→ **What you should do**
Pick out and copy every line in the entries below that contains the word "black".

[START Exercise inputs]

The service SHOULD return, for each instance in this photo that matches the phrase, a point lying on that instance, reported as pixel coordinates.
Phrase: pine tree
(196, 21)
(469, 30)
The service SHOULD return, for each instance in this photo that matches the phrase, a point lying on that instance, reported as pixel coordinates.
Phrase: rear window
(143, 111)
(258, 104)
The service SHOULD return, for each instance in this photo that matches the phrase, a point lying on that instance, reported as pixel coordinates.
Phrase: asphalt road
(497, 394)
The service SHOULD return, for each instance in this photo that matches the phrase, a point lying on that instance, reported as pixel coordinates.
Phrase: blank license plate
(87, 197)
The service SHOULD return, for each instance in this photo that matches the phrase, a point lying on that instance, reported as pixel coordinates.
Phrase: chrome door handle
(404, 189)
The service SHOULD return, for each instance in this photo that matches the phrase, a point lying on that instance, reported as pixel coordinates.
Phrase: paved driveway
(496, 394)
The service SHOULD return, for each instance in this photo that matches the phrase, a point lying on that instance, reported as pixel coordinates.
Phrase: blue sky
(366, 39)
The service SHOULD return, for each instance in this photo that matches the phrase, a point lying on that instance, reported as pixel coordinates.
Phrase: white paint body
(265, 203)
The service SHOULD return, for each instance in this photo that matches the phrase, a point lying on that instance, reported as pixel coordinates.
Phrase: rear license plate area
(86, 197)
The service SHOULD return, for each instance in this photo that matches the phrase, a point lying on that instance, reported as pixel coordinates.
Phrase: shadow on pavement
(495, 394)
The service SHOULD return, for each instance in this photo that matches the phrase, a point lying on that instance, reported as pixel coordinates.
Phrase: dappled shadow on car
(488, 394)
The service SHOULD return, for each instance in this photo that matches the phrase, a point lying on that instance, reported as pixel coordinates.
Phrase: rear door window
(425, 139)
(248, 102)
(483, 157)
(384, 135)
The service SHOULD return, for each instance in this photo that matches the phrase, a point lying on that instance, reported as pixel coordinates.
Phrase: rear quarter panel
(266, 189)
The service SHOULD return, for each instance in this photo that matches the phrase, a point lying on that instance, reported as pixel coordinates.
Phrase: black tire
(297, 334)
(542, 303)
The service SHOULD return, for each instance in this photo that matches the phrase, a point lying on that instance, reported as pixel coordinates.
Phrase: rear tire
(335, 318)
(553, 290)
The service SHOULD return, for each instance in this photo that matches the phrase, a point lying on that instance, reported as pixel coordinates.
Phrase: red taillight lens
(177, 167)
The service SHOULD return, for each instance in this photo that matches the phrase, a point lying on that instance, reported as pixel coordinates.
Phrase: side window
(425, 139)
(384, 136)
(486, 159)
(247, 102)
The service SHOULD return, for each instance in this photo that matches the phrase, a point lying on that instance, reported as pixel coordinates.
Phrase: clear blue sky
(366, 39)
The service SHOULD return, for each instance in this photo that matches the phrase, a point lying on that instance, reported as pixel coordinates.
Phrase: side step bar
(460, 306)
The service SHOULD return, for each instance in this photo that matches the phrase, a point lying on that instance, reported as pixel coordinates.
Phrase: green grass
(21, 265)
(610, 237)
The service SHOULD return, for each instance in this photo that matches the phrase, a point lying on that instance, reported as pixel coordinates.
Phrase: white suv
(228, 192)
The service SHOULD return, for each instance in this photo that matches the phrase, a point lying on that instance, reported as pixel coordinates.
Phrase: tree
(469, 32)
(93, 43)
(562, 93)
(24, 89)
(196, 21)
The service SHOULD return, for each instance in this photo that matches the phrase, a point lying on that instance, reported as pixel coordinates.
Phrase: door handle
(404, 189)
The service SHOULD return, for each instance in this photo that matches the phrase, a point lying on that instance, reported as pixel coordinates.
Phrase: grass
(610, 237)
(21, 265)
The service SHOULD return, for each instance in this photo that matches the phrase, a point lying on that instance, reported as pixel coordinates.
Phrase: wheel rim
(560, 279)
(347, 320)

[END Exercise inputs]
[START Exercise inputs]

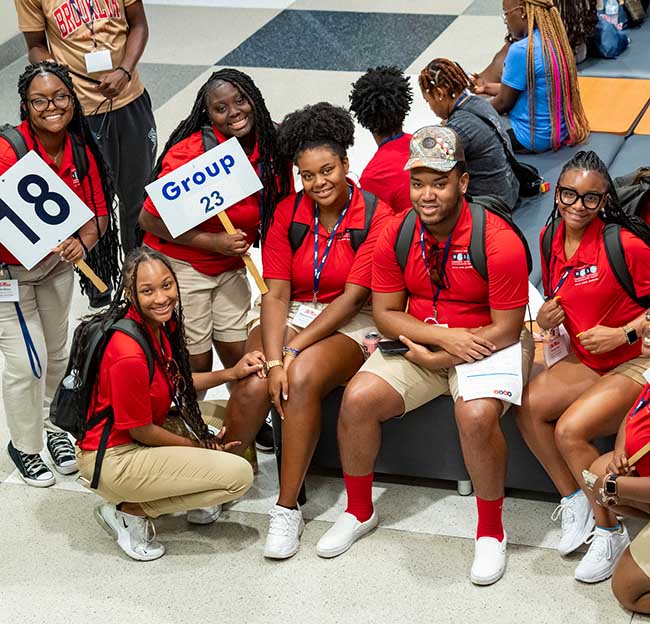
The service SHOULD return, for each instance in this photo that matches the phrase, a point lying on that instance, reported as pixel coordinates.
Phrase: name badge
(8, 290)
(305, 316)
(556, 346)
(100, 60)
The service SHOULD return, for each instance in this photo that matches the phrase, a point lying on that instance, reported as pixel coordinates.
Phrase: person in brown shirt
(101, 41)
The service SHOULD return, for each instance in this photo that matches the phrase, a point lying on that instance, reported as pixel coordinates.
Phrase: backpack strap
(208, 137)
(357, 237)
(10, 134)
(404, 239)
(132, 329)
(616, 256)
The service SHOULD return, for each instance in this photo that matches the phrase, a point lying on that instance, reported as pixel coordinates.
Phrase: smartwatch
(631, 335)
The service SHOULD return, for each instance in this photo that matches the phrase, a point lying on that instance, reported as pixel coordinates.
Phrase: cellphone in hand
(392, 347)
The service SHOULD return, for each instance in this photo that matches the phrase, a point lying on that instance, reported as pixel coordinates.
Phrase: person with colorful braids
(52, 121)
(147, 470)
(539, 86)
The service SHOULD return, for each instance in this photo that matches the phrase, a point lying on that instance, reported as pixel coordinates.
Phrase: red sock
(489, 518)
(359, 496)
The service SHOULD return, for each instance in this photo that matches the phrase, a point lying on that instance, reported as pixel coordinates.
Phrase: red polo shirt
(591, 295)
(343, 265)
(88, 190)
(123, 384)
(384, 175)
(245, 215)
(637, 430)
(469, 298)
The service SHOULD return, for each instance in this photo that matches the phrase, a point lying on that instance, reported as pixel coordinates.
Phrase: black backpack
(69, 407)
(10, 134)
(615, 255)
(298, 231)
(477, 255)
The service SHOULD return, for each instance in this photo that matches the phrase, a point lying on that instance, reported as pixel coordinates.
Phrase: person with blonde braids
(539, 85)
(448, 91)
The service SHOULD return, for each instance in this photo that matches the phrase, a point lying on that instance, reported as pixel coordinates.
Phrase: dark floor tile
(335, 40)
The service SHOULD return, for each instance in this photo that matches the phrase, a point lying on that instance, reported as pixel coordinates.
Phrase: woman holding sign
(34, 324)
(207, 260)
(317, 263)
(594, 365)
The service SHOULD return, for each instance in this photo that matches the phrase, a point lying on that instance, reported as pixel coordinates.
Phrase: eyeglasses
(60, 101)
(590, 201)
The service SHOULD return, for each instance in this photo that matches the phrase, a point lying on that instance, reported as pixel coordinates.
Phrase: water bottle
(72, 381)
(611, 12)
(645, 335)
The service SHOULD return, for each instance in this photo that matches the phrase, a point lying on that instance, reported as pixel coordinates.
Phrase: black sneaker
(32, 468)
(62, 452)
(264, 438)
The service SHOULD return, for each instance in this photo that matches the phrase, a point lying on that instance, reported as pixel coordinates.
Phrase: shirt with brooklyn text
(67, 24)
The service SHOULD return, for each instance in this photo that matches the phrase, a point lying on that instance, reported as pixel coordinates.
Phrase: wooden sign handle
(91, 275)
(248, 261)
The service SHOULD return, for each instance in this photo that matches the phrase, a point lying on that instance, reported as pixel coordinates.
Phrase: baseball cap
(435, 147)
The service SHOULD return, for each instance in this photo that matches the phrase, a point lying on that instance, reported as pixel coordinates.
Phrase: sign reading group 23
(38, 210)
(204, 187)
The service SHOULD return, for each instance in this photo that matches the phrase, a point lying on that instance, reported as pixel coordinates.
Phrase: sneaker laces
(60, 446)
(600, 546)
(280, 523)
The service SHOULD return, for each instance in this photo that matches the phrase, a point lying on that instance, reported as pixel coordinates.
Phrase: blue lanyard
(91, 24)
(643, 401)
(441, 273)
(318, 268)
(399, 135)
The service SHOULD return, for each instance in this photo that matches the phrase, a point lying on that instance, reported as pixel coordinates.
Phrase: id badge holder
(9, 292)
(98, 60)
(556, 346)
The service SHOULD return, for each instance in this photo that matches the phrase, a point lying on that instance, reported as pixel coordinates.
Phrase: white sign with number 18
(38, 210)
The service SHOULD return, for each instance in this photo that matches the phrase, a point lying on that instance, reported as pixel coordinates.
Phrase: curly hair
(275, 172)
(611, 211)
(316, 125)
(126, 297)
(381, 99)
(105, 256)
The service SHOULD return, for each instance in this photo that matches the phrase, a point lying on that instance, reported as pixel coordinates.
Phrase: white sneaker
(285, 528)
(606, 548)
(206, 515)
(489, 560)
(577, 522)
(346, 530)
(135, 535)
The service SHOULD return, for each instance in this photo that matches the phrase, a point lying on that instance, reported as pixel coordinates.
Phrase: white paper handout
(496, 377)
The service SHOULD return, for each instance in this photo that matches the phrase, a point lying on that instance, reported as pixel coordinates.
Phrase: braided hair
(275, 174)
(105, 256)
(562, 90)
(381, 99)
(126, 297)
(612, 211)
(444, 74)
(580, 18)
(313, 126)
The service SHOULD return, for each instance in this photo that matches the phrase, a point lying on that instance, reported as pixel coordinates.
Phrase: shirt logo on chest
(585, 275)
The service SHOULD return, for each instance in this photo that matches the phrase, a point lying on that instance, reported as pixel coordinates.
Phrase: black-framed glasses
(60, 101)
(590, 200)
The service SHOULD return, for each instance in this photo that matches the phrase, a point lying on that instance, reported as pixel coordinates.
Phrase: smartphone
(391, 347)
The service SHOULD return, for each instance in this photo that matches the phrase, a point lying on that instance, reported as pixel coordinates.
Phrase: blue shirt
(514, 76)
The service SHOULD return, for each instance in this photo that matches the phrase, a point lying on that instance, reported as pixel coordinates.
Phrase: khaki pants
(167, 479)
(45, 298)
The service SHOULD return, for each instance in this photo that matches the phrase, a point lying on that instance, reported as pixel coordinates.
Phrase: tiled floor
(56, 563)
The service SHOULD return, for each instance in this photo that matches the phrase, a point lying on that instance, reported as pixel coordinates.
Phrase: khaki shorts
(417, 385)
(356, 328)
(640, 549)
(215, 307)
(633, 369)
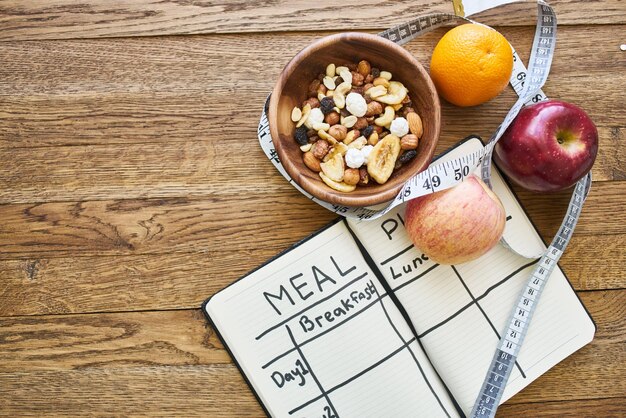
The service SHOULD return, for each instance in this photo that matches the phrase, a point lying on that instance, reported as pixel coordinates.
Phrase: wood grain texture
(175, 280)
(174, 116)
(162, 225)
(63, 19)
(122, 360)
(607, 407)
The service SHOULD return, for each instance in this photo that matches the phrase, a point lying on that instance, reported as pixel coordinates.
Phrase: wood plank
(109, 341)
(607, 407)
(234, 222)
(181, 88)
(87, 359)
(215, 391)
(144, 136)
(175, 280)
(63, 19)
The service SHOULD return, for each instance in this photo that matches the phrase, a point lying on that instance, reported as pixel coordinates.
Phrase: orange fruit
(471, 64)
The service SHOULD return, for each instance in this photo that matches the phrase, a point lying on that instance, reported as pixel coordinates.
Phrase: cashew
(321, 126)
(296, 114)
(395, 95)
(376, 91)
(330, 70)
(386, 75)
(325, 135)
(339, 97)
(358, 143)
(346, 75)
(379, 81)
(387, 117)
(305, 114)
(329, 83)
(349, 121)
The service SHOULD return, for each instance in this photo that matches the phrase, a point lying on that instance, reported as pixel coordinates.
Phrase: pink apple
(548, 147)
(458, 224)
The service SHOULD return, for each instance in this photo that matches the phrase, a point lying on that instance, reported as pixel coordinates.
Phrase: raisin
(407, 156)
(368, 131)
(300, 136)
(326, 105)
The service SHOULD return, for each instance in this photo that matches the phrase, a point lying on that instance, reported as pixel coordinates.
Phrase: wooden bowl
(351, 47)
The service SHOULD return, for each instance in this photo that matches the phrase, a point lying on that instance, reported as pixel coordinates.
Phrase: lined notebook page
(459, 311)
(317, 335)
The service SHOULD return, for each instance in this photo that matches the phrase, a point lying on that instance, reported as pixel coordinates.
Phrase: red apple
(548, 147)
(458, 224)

[END Exercise inputs]

→ **Response to this task**
Phrase: black tire
Phrase: black backpack
Phrase: black sneaker
Phrase: black-framed glasses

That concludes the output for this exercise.